# Exercise directions
Reproduce the records verbatim from the line holding "Every instance of the yellow-green" through the end of the records, both ends included. Leave the pictures out of your answer.
— start of Data for the task —
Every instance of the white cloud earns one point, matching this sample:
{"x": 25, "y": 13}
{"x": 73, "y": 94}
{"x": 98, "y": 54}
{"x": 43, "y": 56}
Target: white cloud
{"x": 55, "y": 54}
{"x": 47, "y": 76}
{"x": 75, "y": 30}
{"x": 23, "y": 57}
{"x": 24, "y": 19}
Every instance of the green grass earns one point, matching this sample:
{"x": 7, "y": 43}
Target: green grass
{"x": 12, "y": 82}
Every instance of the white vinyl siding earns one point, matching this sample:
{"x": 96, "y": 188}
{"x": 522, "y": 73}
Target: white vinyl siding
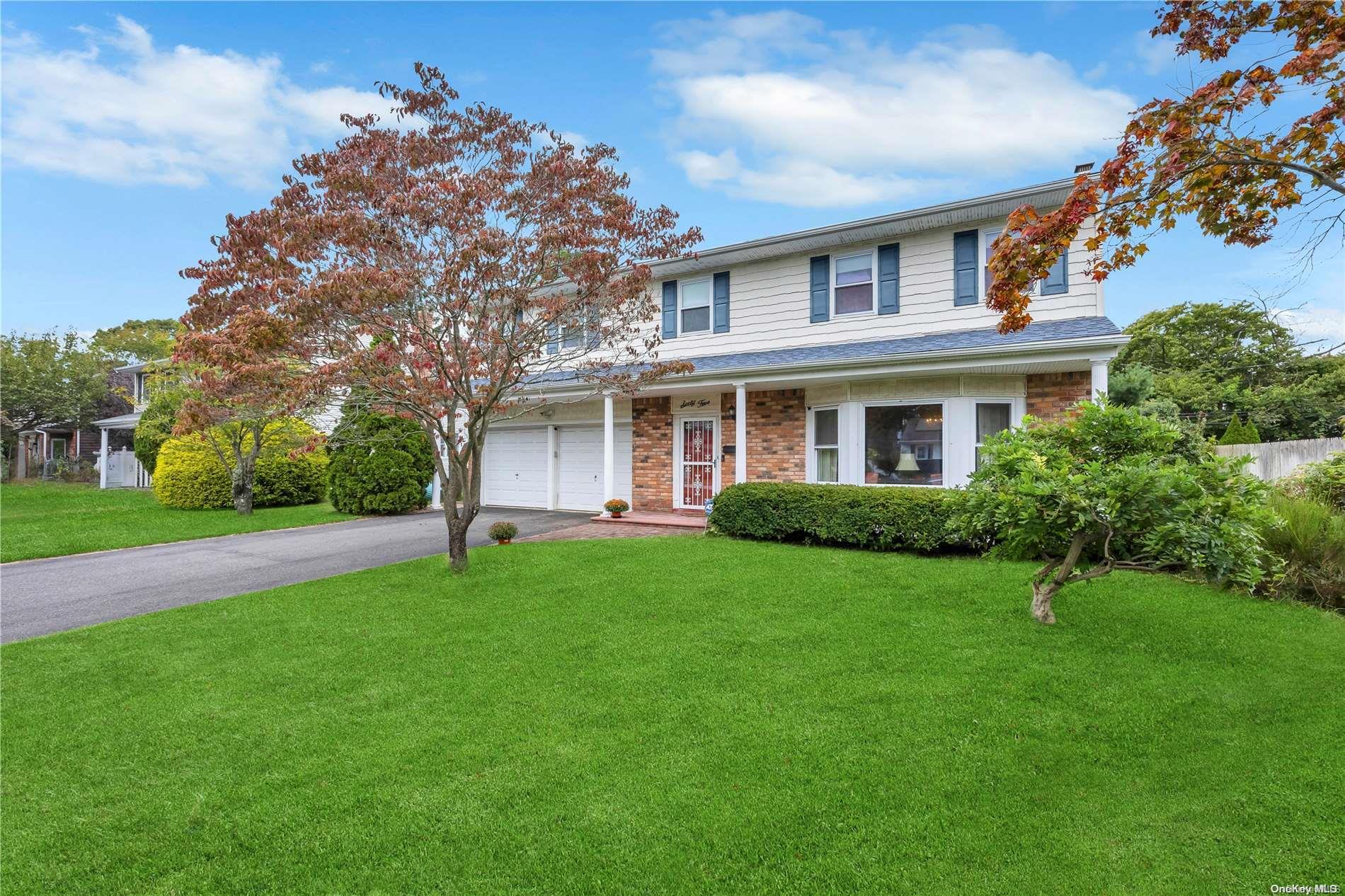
{"x": 771, "y": 301}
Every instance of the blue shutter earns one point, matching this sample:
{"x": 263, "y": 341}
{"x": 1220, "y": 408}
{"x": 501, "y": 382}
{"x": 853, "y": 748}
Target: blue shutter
{"x": 820, "y": 288}
{"x": 669, "y": 309}
{"x": 721, "y": 301}
{"x": 889, "y": 283}
{"x": 1058, "y": 279}
{"x": 965, "y": 268}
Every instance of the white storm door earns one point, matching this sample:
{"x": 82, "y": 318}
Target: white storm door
{"x": 696, "y": 471}
{"x": 515, "y": 469}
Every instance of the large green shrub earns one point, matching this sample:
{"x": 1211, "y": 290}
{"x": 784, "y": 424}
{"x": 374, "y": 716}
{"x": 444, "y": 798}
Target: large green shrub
{"x": 1114, "y": 488}
{"x": 1309, "y": 540}
{"x": 888, "y": 518}
{"x": 379, "y": 463}
{"x": 190, "y": 474}
{"x": 155, "y": 427}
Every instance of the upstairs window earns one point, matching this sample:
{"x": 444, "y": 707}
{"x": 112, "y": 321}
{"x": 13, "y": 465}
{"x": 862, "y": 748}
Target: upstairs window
{"x": 696, "y": 306}
{"x": 853, "y": 283}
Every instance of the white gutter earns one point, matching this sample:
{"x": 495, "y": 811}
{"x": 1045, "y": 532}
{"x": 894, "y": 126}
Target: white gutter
{"x": 777, "y": 372}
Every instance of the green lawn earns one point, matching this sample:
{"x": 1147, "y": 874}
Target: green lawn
{"x": 52, "y": 519}
{"x": 681, "y": 715}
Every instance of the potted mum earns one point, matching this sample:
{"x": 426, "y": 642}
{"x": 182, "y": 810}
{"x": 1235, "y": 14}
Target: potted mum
{"x": 502, "y": 532}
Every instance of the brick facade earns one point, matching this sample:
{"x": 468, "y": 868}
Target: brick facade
{"x": 651, "y": 454}
{"x": 777, "y": 443}
{"x": 1051, "y": 396}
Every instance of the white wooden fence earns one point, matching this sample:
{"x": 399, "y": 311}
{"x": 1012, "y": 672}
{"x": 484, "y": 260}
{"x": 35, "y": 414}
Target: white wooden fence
{"x": 1274, "y": 461}
{"x": 124, "y": 471}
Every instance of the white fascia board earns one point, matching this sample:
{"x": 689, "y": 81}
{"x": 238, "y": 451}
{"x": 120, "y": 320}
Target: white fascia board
{"x": 937, "y": 361}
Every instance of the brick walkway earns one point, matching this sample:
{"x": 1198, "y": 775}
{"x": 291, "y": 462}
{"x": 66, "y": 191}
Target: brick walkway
{"x": 608, "y": 530}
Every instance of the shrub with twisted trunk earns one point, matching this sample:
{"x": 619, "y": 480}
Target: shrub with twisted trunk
{"x": 1111, "y": 488}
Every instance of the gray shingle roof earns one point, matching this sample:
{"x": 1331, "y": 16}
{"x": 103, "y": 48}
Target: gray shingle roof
{"x": 1082, "y": 328}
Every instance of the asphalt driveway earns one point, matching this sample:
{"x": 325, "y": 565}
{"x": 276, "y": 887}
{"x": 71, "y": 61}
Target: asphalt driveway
{"x": 43, "y": 597}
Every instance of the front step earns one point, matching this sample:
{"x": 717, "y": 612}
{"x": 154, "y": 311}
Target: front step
{"x": 648, "y": 518}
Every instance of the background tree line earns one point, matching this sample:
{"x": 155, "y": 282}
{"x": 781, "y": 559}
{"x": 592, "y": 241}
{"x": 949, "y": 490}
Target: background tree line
{"x": 1210, "y": 364}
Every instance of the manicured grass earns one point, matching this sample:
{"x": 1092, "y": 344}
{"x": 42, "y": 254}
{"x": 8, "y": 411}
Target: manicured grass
{"x": 52, "y": 519}
{"x": 681, "y": 715}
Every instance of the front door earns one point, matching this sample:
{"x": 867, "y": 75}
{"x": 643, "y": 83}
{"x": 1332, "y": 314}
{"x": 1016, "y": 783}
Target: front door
{"x": 699, "y": 461}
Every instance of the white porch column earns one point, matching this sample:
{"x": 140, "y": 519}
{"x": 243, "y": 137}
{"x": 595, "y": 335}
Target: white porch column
{"x": 1099, "y": 379}
{"x": 740, "y": 432}
{"x": 103, "y": 461}
{"x": 608, "y": 452}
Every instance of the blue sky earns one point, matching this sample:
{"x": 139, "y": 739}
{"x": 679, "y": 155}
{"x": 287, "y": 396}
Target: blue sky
{"x": 132, "y": 130}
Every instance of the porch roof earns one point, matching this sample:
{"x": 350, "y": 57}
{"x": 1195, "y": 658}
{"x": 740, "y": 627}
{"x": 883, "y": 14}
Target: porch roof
{"x": 1070, "y": 333}
{"x": 124, "y": 421}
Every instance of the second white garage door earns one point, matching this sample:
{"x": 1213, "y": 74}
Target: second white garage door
{"x": 515, "y": 467}
{"x": 578, "y": 467}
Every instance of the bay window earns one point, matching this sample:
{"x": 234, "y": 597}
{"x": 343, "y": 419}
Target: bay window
{"x": 853, "y": 283}
{"x": 903, "y": 444}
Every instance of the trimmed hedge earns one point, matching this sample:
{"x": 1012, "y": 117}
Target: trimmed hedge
{"x": 888, "y": 518}
{"x": 190, "y": 475}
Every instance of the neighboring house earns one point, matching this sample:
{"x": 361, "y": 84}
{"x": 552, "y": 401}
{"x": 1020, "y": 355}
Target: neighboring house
{"x": 42, "y": 447}
{"x": 859, "y": 352}
{"x": 116, "y": 435}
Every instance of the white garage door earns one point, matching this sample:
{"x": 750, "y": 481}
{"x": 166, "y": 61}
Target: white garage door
{"x": 515, "y": 467}
{"x": 578, "y": 466}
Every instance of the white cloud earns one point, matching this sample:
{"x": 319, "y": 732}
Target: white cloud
{"x": 1322, "y": 325}
{"x": 124, "y": 110}
{"x": 1156, "y": 55}
{"x": 777, "y": 103}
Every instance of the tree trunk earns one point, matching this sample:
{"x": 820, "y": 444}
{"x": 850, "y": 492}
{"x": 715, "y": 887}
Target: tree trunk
{"x": 1041, "y": 595}
{"x": 457, "y": 545}
{"x": 242, "y": 478}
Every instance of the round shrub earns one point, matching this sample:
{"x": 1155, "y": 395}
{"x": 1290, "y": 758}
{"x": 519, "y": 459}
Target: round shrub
{"x": 379, "y": 464}
{"x": 502, "y": 530}
{"x": 155, "y": 427}
{"x": 190, "y": 475}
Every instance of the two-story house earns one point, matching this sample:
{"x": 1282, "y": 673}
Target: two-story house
{"x": 859, "y": 352}
{"x": 118, "y": 464}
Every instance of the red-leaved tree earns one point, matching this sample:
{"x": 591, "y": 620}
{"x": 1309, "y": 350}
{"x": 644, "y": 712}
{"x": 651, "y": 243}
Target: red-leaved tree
{"x": 241, "y": 381}
{"x": 1230, "y": 152}
{"x": 436, "y": 267}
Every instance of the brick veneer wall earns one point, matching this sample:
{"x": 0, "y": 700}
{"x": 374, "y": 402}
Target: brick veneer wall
{"x": 1051, "y": 396}
{"x": 777, "y": 436}
{"x": 777, "y": 443}
{"x": 651, "y": 454}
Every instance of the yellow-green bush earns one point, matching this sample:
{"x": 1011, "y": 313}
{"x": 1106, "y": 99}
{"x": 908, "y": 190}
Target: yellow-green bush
{"x": 190, "y": 474}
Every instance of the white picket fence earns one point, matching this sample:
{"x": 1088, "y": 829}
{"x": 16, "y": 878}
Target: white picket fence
{"x": 1274, "y": 461}
{"x": 124, "y": 471}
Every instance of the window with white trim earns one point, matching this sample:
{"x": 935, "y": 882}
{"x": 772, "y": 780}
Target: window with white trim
{"x": 903, "y": 444}
{"x": 852, "y": 282}
{"x": 826, "y": 446}
{"x": 992, "y": 418}
{"x": 694, "y": 311}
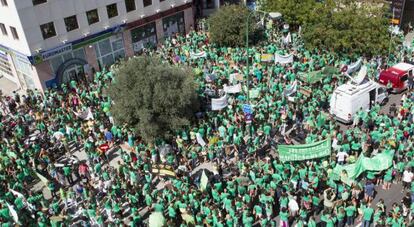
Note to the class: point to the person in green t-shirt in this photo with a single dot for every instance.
(367, 213)
(350, 210)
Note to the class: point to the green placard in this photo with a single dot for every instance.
(304, 152)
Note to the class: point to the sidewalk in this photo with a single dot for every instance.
(7, 86)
— end of Data for the task —
# Solution for this task
Every instance of the yellow-green bush earns one point, matching this sample:
{"x": 1011, "y": 313}
{"x": 1106, "y": 99}
{"x": 908, "y": 190}
Target: yellow-green bush
{"x": 190, "y": 474}
Every instance of the white picket fence earns one point, matching this sample:
{"x": 1088, "y": 829}
{"x": 16, "y": 878}
Target: white picket fence
{"x": 1274, "y": 461}
{"x": 124, "y": 471}
Every instance of the window with white trim earns one point, matching this sample:
{"x": 935, "y": 882}
{"x": 772, "y": 780}
Target: window with white trim
{"x": 903, "y": 444}
{"x": 852, "y": 282}
{"x": 826, "y": 446}
{"x": 992, "y": 418}
{"x": 694, "y": 311}
Note to the class: point to the person in green t-shirt in this photo with a single dot for every instance.
(367, 213)
(350, 210)
Note to the class: point to the green placard in this photo with a single dot for every instance.
(304, 152)
Note to the class: point to the sidewalk in this photo with a single dot for every instance.
(7, 86)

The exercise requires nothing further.